Set task:
Nothing may be dropped or altered: reproduce all the data.
** start of Extracted material **
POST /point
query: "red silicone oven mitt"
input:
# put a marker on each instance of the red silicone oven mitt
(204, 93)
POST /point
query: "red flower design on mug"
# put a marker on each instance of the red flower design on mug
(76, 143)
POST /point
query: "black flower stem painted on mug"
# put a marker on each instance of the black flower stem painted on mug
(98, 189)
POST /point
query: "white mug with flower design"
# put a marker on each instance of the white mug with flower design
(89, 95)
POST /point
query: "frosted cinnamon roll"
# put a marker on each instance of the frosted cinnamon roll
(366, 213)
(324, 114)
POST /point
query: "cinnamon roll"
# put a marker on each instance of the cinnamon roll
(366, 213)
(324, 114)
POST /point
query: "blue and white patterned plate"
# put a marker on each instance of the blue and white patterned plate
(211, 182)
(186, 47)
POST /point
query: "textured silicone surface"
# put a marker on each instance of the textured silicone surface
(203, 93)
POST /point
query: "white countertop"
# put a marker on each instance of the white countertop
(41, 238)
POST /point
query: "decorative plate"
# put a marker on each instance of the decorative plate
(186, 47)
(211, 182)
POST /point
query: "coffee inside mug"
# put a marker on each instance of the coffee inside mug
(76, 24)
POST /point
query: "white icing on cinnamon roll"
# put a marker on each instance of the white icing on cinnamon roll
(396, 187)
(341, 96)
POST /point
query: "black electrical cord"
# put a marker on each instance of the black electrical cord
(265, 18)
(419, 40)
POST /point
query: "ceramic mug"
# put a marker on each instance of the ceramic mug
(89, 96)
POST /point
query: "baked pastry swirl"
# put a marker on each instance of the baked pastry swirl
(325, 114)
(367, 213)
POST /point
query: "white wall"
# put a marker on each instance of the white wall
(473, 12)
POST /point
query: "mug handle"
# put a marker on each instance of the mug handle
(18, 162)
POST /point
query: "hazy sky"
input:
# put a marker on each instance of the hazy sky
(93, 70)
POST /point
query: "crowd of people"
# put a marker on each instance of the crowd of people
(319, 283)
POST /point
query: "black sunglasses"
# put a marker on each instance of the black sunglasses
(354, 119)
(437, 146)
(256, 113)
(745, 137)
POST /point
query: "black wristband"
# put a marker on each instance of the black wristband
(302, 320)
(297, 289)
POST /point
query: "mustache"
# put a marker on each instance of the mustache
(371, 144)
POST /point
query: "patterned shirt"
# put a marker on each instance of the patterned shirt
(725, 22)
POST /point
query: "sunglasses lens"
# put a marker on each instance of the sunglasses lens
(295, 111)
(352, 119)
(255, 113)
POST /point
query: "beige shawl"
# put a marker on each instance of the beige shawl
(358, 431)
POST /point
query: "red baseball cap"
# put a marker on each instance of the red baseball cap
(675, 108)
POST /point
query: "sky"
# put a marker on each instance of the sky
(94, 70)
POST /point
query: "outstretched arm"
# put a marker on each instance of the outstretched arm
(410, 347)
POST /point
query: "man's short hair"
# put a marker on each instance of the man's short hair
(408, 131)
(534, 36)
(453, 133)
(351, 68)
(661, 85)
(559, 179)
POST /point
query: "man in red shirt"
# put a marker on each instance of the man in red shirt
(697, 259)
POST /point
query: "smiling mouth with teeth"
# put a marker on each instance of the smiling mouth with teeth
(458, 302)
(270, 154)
** end of Extracted material **
Answer for this exercise:
POST /point
query: "red silicone oven mitt"
input:
# put a marker on each instance of the red silicone oven mitt
(204, 93)
POST /point
query: "red flower design on mug"
# put a marker on each instance of the red flower design on mug
(76, 143)
POST /point
query: "black flower stem painted on mug"
# put a marker on each instance of the black flower stem painted on mug
(98, 189)
POST /point
query: "white mug with flower design"
# put a marker on each instance of the white mug with flower design
(89, 95)
POST /point
query: "frosted cinnamon roll"
# put a marker on each instance of the frosted cinnamon roll
(366, 213)
(324, 114)
POST /point
query: "cinnamon roll"
# put a marker on each instance of the cinnamon roll
(366, 213)
(324, 114)
POST /point
query: "blue and white patterned plate"
# put a marker on each instance of the blue and white patterned plate
(211, 182)
(186, 47)
POST /point
query: "textured silicone surface"
# put a marker on each instance of the textured silicone surface
(203, 93)
POST /point
query: "white countertop"
# put a marker on each instance of the white countertop
(41, 238)
POST /point
query: "decorative plate"
# put a marker on each instance of the decorative plate
(186, 47)
(211, 182)
POST /point
query: "coffee inside mug"
# put a marker on each instance of the coffee inside mug
(76, 24)
POST /point
query: "white icing on cinnamon roll"
# put a marker on each instance of the white icing on cinnamon roll
(396, 187)
(341, 96)
POST /point
query: "black electrical cord"
# put a marker on each instance of the black electrical cord
(265, 18)
(419, 40)
POST /point
query: "ceramic mug"
# put a marker on each instance of the ceramic mug
(89, 96)
POST /point
query: "baked pastry swirl"
# put a marker on each instance of the baked pastry swirl
(325, 114)
(367, 213)
POST /point
query: "white wall"
# put a marker on each instance of the white wall
(473, 12)
POST /point
query: "mug handle"
# put a marker on each instance of the mug handle
(18, 162)
POST /point
query: "hazy sky"
input:
# put a marker on each instance of the hazy sky
(93, 70)
POST /point
query: "crowd of people"
# put a marker on each instance of the crowd of people
(319, 283)
POST /point
query: "black sunglasses"
# put a marker on each instance of the black sunglasses
(354, 119)
(437, 146)
(256, 113)
(745, 137)
POST /point
query: "black wristband"
# put a marker on each instance of the black wristband
(302, 320)
(297, 289)
POST /point
query: "mustache"
# put a marker on each instance of the mustache
(371, 144)
POST /point
query: "patterned shirt"
# put a marker on each instance of the patterned shirt
(725, 22)
POST /point
query: "sunglasses lens"
# put a marker on each instance of the sunglasses lens
(295, 111)
(352, 119)
(255, 113)
POST /point
query: "beige shawl"
# put a marker on each instance of the beige shawl
(358, 431)
POST /point
query: "red baseball cap"
# put a marker on each instance of the red baseball cap
(675, 108)
POST /point
query: "sky"
# put a marker on each instance of the sky
(94, 70)
POST /point
query: "outstretched arm"
# put a marker on each instance of the outstretched arm
(410, 347)
POST /point
query: "man's short hair"
# put a marker on each instance of the man's short hair
(408, 131)
(534, 36)
(453, 133)
(351, 68)
(661, 85)
(559, 179)
POST /point
query: "man in red shirt"
# put a marker on each instance of the man in red shirt
(697, 259)
POST /point
query: "smiling mouth with teeth"
# put a marker on each instance of the smiling mouth with teeth
(458, 302)
(270, 154)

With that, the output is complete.